◆ **Given passage**:
The most reliable sources are the Bureau of Labor Statistics annual release (published every spring), Glassdoor for hospital-specific data, and the union pay scales for hospitals where nurses are represented by California Nurses Association, NYSNA, or Minnesota Nurses Association. Union pay scales are public and easy to look up.
For your specific market, the most useful conversation is with two or three currently-employed nurses at the hospital you are considering. They know the unwritten pay scale, the typical differential structure, and which units pay more than the listed band. A 15-minute coffee conversation usually beats hours of online research.
The listed base pay on a nursing job posting is the floor, not the ceiling, of what most working hospital nurses actually earn in a given calendar year. The layered pay structure adds up to thousands of additional dollars annually that almost never appear on the original job posting.
The listed base pay on a nursing job posting is the floor of what most nurses actually earn. The real take-home for hospital staff RNs typically runs 20 to 40 percent over the base once shift differentials, overtime, charge-nurse pay, certification premiums, and weekend bonuses are added in. Understanding these layers is essential to comparing job offers and to setting realistic income expectations.
Nights, evenings, and weekends pay extra. A typical night-shift differential is $4 to $8 per hour on top of base pay. Weekend differentials run $2 to $6 per hour. Some hospitals stack the two so that a night-shift weekend nurse earns $10 to $14 per hour over the day-shift base. Annualized, the differential alone can add $10,000 to $25,000 to a full-time salary.
Most hospital RN positions are non-exempt, which means overtime is paid at 1.5x the regular rate after 40 hours in a week (or after 8 hours in a day in California). Nurses who pick up one extra 12-hour shift per pay period earn an additional $15,000 to $25,000 annually, depending on base rate. Holiday overtime is often 2x or 2.5x, so a single Thanksgiving or Christmas shift can pay more than a normal week.
Charge nurses (the shift lead for a unit) typically receive a $2 to $5 per-hour premium when assigned as charge. Preceptor pay (training new hires or students) runs $1 to $3 per hour for the orientation period. A nurse who picks up charge or preceptor duties one shift per week adds $2,000 to $5,000 a year.
Most hospitals pay a 3 to 5 percent base premium for relevant national certifications. CCRN for critical care, CEN for emergency, CNOR for OR, RNC-OB for labor and delivery, and ONC for oncology are the common ones. A nurse with two stacked certifications can earn 8 to 10 percent over the base scale.

◆ **Exercise directions**:
Could you turn the paragraph of the nurse pay text that begins "Most hospital RN positions are non-exempt" into a short list that keeps its main facts?

[Items from a dataset]

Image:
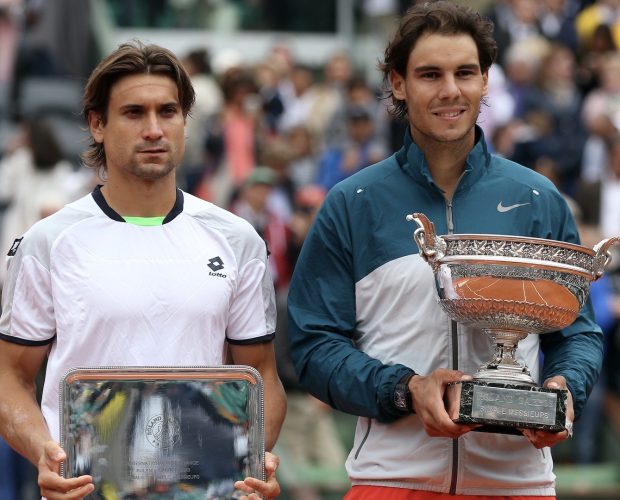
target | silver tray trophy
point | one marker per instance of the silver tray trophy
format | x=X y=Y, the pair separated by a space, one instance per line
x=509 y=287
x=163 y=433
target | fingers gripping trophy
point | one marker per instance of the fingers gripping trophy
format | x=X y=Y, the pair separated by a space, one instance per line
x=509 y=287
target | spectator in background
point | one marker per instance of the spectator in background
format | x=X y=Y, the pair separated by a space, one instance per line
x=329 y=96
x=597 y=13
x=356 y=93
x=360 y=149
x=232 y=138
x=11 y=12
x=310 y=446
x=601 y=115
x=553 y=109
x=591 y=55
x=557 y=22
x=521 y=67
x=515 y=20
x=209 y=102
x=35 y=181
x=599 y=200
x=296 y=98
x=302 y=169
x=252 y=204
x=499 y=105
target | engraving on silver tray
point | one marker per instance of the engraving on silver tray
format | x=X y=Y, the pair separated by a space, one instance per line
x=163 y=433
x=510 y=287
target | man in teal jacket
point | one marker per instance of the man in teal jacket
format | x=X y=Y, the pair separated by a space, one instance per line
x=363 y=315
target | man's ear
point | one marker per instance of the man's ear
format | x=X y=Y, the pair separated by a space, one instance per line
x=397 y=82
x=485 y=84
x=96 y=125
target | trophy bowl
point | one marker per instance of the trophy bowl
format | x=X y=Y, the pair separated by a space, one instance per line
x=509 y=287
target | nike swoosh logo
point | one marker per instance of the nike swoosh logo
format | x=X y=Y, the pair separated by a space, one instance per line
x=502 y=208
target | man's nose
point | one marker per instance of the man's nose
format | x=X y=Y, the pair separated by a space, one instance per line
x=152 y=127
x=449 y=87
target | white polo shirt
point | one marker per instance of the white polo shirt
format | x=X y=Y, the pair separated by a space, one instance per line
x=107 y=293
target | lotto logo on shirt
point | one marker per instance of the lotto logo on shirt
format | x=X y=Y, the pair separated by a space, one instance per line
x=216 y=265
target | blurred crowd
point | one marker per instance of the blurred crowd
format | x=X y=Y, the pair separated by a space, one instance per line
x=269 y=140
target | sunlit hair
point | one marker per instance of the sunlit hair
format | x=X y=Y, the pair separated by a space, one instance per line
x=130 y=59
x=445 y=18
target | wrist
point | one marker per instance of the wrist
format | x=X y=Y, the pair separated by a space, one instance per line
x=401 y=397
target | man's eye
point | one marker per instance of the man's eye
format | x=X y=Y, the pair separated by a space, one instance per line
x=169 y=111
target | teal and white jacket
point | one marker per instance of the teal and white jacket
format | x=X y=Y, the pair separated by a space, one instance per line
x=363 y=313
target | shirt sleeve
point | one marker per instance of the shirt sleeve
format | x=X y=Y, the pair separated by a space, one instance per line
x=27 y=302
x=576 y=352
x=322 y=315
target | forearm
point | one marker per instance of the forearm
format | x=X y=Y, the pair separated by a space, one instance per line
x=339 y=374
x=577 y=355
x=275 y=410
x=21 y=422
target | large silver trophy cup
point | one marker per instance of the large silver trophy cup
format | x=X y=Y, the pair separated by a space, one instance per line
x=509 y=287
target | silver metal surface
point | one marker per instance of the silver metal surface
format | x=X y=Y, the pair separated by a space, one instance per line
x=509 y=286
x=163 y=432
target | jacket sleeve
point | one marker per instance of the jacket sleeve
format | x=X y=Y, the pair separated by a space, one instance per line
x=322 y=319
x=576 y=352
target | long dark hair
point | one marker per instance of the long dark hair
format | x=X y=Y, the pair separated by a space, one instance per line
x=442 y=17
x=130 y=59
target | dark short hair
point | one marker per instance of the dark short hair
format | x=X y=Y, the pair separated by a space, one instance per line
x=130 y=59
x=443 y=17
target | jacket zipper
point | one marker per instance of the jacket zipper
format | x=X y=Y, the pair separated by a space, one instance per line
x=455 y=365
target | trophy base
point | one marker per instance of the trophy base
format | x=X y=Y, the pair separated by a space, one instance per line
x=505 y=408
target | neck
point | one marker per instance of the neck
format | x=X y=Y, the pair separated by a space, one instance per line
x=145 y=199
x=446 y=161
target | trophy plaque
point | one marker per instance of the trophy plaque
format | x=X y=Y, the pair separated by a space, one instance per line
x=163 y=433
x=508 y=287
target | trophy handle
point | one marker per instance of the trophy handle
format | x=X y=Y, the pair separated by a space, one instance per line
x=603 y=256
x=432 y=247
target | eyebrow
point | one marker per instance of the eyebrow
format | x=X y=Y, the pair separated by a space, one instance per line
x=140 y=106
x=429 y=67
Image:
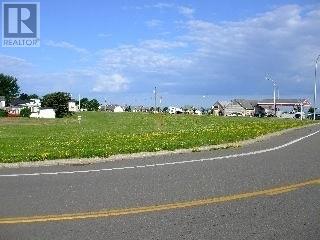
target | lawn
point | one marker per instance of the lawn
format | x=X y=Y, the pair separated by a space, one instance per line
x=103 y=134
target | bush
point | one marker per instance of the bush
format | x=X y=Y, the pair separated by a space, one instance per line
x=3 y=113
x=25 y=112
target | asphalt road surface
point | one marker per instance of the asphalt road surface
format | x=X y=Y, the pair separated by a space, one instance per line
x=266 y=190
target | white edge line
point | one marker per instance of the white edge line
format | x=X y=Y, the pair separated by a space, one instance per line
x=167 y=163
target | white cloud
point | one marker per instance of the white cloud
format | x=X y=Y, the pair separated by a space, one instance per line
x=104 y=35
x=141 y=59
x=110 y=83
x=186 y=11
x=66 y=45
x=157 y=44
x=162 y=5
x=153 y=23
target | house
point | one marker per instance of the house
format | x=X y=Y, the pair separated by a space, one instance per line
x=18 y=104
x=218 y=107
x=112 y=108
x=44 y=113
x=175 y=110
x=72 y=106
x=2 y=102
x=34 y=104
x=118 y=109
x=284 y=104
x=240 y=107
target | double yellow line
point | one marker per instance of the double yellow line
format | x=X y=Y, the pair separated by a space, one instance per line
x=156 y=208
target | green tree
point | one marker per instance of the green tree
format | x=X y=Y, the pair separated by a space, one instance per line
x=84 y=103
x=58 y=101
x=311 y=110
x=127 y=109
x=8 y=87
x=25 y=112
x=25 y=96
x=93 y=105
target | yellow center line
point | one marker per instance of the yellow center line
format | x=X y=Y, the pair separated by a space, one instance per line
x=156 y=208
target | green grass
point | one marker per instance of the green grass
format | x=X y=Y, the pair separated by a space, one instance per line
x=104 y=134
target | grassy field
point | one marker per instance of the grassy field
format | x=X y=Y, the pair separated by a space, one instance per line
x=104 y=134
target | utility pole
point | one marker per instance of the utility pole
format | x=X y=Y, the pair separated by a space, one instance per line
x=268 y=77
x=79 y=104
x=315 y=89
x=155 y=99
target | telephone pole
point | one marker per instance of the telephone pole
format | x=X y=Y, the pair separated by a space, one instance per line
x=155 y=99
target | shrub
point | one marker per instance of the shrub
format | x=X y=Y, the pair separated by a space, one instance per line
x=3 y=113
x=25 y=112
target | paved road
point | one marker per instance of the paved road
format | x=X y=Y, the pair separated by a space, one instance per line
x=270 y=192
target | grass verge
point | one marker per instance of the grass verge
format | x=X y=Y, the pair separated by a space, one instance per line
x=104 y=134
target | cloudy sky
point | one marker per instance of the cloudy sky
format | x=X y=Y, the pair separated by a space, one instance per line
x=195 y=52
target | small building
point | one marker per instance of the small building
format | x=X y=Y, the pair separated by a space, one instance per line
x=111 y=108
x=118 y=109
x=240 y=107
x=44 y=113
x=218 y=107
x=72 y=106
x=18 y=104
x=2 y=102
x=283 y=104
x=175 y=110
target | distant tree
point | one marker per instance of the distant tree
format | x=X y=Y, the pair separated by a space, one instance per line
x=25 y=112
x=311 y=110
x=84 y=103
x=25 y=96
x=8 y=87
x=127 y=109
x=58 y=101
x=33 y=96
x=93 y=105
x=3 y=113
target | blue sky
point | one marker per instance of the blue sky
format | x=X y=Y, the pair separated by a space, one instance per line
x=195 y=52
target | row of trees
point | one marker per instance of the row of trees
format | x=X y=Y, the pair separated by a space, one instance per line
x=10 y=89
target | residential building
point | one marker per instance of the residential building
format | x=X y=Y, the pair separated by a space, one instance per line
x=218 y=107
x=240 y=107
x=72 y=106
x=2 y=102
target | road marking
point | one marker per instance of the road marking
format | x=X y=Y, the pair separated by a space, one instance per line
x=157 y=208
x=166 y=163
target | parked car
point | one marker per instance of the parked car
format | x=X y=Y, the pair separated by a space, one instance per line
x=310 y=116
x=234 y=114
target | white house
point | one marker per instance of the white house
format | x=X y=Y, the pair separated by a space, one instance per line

◆ **Solution for this exercise**:
- Most hospital RN positions are non-exempt and qualify for overtime.
- Overtime pays 1.5x the regular rate after 40 hours in a week, or after 8 hours in a day in California.
- Working one extra 12-hour shift per pay period adds $15,000 to $25,000 a year, depending on base rate.
- Holiday overtime is often 2x or 2.5x, so one Thanksgiving or Christmas shift can pay more than a normal week.